What is being asked:
The expected output is the complete listing, copied exactly.

Extracted information:

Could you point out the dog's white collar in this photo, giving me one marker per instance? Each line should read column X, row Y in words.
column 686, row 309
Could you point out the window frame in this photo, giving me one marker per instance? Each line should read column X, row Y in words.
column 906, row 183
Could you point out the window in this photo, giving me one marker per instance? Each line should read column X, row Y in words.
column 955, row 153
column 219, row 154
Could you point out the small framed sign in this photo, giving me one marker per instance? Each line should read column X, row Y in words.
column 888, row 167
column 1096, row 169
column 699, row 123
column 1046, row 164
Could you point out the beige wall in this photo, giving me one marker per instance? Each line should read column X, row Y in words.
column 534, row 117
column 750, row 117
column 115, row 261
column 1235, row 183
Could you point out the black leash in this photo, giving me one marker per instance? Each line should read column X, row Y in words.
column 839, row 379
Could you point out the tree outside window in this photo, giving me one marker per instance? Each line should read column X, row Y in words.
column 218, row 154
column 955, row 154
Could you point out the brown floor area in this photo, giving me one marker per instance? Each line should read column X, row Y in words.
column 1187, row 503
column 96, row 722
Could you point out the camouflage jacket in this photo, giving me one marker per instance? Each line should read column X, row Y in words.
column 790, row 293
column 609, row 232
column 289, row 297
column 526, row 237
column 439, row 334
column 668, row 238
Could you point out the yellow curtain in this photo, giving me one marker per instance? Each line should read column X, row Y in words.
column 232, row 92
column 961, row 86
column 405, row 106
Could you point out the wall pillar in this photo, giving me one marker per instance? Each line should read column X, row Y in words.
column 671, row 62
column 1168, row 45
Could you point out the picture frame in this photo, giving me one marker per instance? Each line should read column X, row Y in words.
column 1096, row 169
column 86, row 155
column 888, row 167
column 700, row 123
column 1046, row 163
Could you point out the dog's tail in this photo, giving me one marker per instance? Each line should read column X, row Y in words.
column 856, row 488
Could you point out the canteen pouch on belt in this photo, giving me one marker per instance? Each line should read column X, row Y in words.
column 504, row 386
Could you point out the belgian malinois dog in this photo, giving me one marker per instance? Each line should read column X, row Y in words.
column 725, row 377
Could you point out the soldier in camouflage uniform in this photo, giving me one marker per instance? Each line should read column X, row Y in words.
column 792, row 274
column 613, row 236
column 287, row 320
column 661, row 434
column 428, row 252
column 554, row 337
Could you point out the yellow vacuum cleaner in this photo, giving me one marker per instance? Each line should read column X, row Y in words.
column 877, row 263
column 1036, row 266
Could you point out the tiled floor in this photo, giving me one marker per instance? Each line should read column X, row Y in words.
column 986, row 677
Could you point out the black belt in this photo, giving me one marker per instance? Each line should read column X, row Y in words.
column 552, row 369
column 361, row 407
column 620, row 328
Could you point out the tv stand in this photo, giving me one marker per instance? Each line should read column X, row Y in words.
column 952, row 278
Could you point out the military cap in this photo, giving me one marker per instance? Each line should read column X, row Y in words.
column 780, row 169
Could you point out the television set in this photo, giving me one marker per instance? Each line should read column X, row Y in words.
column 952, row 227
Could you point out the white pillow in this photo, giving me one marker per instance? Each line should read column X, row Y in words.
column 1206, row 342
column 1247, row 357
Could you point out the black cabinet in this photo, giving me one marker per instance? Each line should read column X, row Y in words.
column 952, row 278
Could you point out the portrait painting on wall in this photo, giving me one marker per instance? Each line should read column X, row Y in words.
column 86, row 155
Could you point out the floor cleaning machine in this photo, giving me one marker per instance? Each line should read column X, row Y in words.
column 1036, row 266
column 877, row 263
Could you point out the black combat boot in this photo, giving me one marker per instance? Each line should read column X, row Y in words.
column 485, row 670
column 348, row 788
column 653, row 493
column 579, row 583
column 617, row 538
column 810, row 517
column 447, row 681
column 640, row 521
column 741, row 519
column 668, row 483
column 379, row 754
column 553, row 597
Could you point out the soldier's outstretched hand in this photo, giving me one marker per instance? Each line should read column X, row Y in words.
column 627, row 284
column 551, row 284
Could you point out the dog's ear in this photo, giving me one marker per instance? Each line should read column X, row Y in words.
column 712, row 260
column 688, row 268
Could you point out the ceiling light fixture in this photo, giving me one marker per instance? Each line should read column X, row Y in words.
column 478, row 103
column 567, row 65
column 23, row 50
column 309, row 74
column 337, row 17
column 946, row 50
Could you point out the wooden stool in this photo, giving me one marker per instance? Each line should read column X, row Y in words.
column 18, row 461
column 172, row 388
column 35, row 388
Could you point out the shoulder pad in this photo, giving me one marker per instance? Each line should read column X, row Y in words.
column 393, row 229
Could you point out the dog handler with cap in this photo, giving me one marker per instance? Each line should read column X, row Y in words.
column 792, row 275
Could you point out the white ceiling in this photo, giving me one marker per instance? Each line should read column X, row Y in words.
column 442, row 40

Result of the task:
Could you point out the dog's white collar in this photo, giving me one marker per instance? Each line should read column X, row Y in words.
column 686, row 309
Could you point out the window frame in this photo, giving me one marker per instance? Each line should read column X, row Y in words.
column 906, row 183
Could you point out the window in this photo, giving me one marker per instance? Each line should read column X, row Y in words.
column 955, row 153
column 219, row 154
Could you point out the small framed sign in this photo, giving me one marker per instance? Each line should read column X, row Y in words.
column 888, row 167
column 1096, row 169
column 699, row 123
column 1046, row 164
Could you point out the beige wall in this photo, giving me one marker per instance? Each line should read column X, row Y in words.
column 534, row 117
column 750, row 117
column 115, row 261
column 1235, row 183
Could you point out the black leash in this photo, giving me one marker per instance? Each line should read column X, row Y in words.
column 839, row 379
Could you point out the tree outside window in this photo, giving me one marker per instance? Each line should read column X, row Y in words.
column 218, row 154
column 955, row 154
Could you point out the brown floor area in this photo, giving me one marker per instance? Each line should read column X, row Y in words.
column 1187, row 503
column 96, row 722
Could you point out the camouflage jacket in this photo, giving me one marker per instance? Each line should read column X, row Y in words.
column 790, row 293
column 609, row 232
column 289, row 297
column 526, row 237
column 439, row 334
column 668, row 238
Could you point out the yellow curtain in this photo, giving me one marker per instance? Each line should read column X, row Y in words.
column 232, row 92
column 961, row 86
column 405, row 106
Could you point out the wall pillar in this photo, giving me one marker per instance? Each line should read column X, row Y in words.
column 671, row 62
column 1168, row 45
Could you point out the picture frame in this photo, giving me one marker per instance? Each line should read column X, row Y in words.
column 1096, row 169
column 86, row 155
column 888, row 167
column 700, row 123
column 1046, row 163
Could you point out the dog's tail in this photo, giving me one marker per instance? Each line should read column X, row Y in words.
column 856, row 488
Could you point out the canteen pouch on belt in this photo, giving me one marker per instance? Each line should read column X, row Y in words.
column 504, row 386
Could you point out the belgian malinois dog in this photo, giving me one marker per instance? Each line should read column X, row Y in words.
column 725, row 377
Could you point out the soldier in camouflage uniform in this photo, giving me one marker per instance? Each line should read column X, row Y in words.
column 792, row 274
column 613, row 236
column 287, row 320
column 661, row 434
column 428, row 252
column 554, row 337
Could you point out the yellow vacuum cleaner in this photo, giving me one marker per instance? Each line should read column X, row Y in words.
column 877, row 263
column 1036, row 266
Could you point out the tiled floor in this photo, giving me one marker per instance? Each line should read column X, row Y in words.
column 986, row 677
Could you point out the black belt in this photo, giving me one marker per instance? Each line should read column X, row Y in words.
column 552, row 369
column 361, row 407
column 620, row 328
Could you point out the tv stand in this photo, giving me one marker per instance? Each line should read column X, row Y in words.
column 952, row 278
Could you point out the military cap in this photo, giving me one marker per instance? Each line should read column X, row Y in words.
column 780, row 169
Could you point out the television set in this photo, giving me one marker per instance? Each line should read column X, row Y in words.
column 952, row 227
Could you point out the white pillow in this photo, giving me one marker per instance? Each line should read column X, row Y in words.
column 1206, row 342
column 1247, row 357
Could you point out the black cabinet in this photo, giving me one marker per instance? Each line should read column X, row Y in words.
column 952, row 278
Could you point out the portrait painting on wall in this photo, giving me one marker per instance? Each line should read column X, row Y in words.
column 86, row 155
Could you point out the floor cleaning machine in this photo, giving me one marker per instance? Each line should read column X, row Y in words.
column 1036, row 266
column 877, row 263
Could you point out the black combat boot in this photo, giving me one marker per instance? Each line should read column X, row Y in words.
column 485, row 670
column 348, row 788
column 653, row 493
column 579, row 583
column 617, row 538
column 810, row 517
column 447, row 681
column 640, row 521
column 741, row 519
column 668, row 483
column 379, row 754
column 553, row 597
Could you point out the soldier's outstretched hand in this photo, giving me one marker per instance? Each line should read column X, row Y in words.
column 627, row 284
column 551, row 284
Could you point out the dog's ear in this photo, giving me one marker per instance? Each line should read column X, row Y in words.
column 712, row 260
column 688, row 268
Could you point out the ceiling light fixture in this photo, giving me one marker per instance? Each line should read column X, row Y in words.
column 478, row 103
column 567, row 65
column 23, row 50
column 309, row 74
column 337, row 17
column 946, row 50
Could you point out the wooden stool in this photo, giving me one marker per instance? Each line should read column X, row Y in words.
column 18, row 461
column 172, row 388
column 35, row 388
Could you point out the shoulder pad in this photo, giving me one marker per instance? Each line should read column X, row Y in words.
column 393, row 229
Could you point out the dog handler with cap in this photo, giving me one marker per instance? Each line should read column X, row Y in words.
column 792, row 275
Could you point out the white ceiling in this photo, giving me one marker per instance? Each line should read column X, row Y in words.
column 442, row 40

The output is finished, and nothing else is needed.